■ Request ■
Reproduce the passage of the forum answer below from "IMPORTANT UPDATE" to "performance in mind.", word for word.
— Begin Extract —
Sorting a list of posts displayed under a list of associated terms (which should be sorted without initial articles)

This is a really interesting question, which can result in a very expensive, resource intensive process which can really slow your page down dramatically

PRELUDE

All my code in this question is based on the following post type and taxonomy, so before you run any code, make sure to adjust the post type and taxonomy to your own requirements

  • Custom post type -> release

  • Custom taxonomy -> game

IMPORTANT UPDATE

Since you need to include all terms and the post belonging to these terms, and not just sort and include the first term assigned to a post, we need to completely look at another solution, but still keeping performance in mind.

The new solution would fit the solution by @birgire to your previous question perfectly as we would now sort the query itself, and not the returned posts.

My initial solution to the same question you’ve asked are therefor not needed anymore in order to solve this issue, so it is up to you whether or not you would still want to create and sort the loop with the hidden custom field. My solution using the custom field is still totally valid though. Because my original answer to this question involved my custom field solution, I will carry on using that, although I will try to show changes which you can make if you decide to use the @birgire’s solution rather than my custom field solution

PART ONE POINT ONE

Your first block of code where you query your terms and then run a custom query for each term to get the posts assigned to a term is extremely expensive. As you say, you have a large amount of terms. With any amount of terms, you are really hitting the db really really hard.

You can check this by doing echo get_num_queries() after your code. This will display just how much db queries you are actually doing on that specific page load. I would suggest you sit down before doing this 😉

(NOTE: First get a benchmark. Remove all your code, then run echo get_num_queries(), make a note, replace your code and run echo get_num_queries() again and subtract the two to get an accurate count)

Before we start anything, lets first look at a helper function which will handle the removal of our banned words from term and post names. This function is important and will be used everywhere to keep our code DRY and organised

/**
 * Function get_name_banned_removed()
 *
 * A helper function to handle removing banned words
 * 
 * @param string $tring  String to remove banned words from
 * @param array  $banned Array of banned words to remove
 * @return string $string
 */
function get_name_banned_removed( $string = '', $banned = [] )
{
    // Make sure we have a $string to handle
    if ( !$string )
        return $string;

    // Sanitize the string
    $string = filter_var( $string, FILTER_SANITIZE_STRING );

    // Make sure we have an array of banned words
    if (    !$banned
         || !is_array( $banned )
    )
        return $string; 

    // Make sure that all banned words is lowercase
    $banned = array_map( 'strtolower', $banned );

    // Trim the string and explode into an array, remove banned words and implode
    $text          = trim( $string );
    $text          = strtolower( $text );
    $text_exploded = explode( ' ', $text );

    if ( in_array( $text_exploded[0], $banned ) )
        unset( $text_exploded[0] );

    $text_as_string = implode( ' ', $text_exploded );

    return $string = $text_as_string;
}

This code should go into functions.php or inside a custom plugin (preferably)
— End Extract —
— Begin Stored rows —
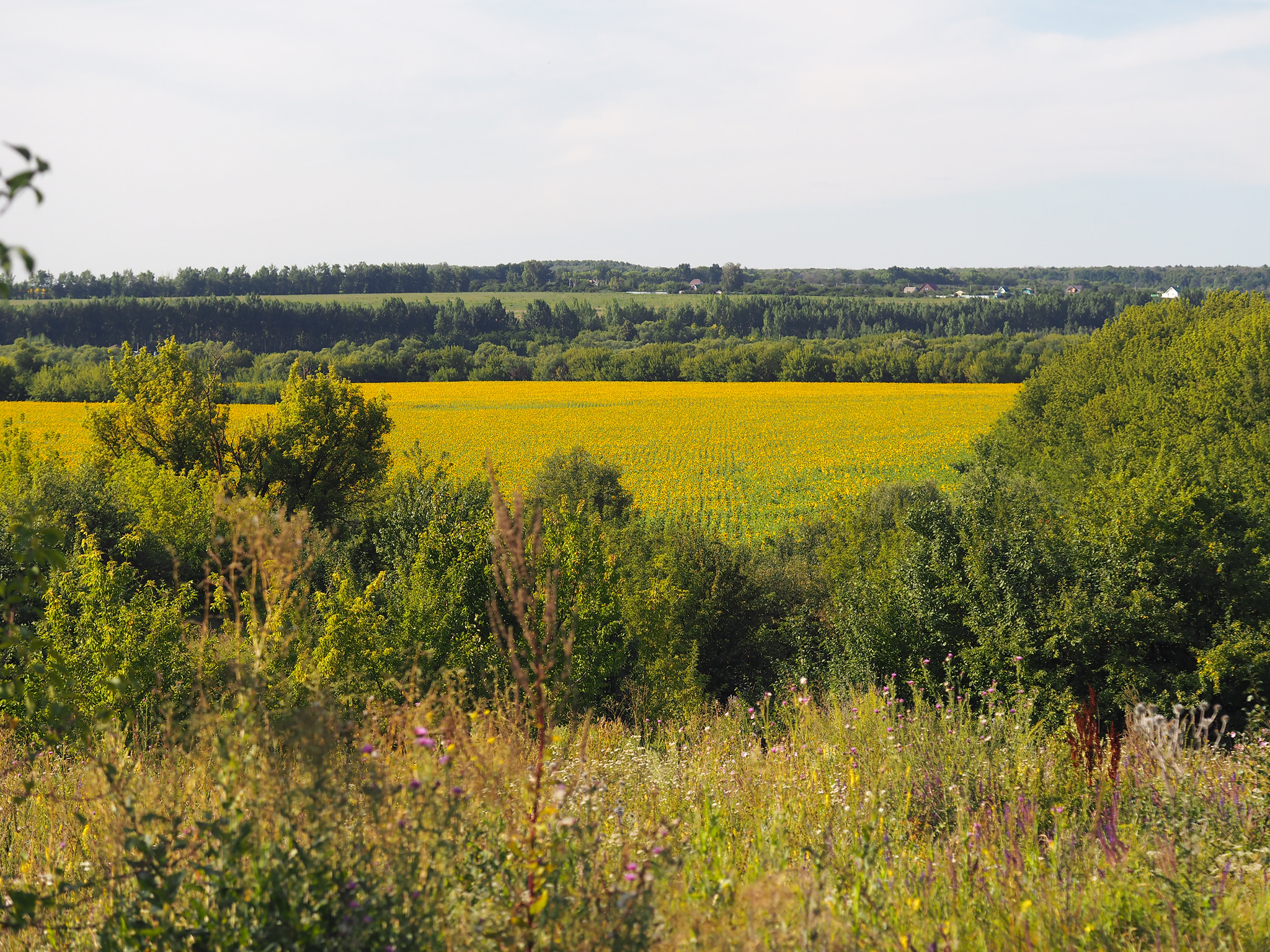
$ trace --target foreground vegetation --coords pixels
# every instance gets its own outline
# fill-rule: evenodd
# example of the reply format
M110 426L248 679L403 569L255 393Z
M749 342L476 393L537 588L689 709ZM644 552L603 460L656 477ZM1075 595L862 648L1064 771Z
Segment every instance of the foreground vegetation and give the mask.
M1218 750L1143 712L1073 755L1013 688L890 684L541 753L509 703L267 724L244 691L179 737L39 758L4 810L5 924L67 949L1270 946L1264 729Z
M1260 296L1130 308L955 491L752 543L582 448L527 506L422 448L390 473L385 402L298 366L234 433L175 341L130 353L83 465L4 447L0 922L1266 948L1267 330Z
— End Stored rows —
■ Response to this task ■
IMPORTANT UPDATE

Since you need to include all terms and the post belonging to these terms, and not just sort and include the first term assigned to a post, we need to completely look at another solution, but still keeping performance in mind.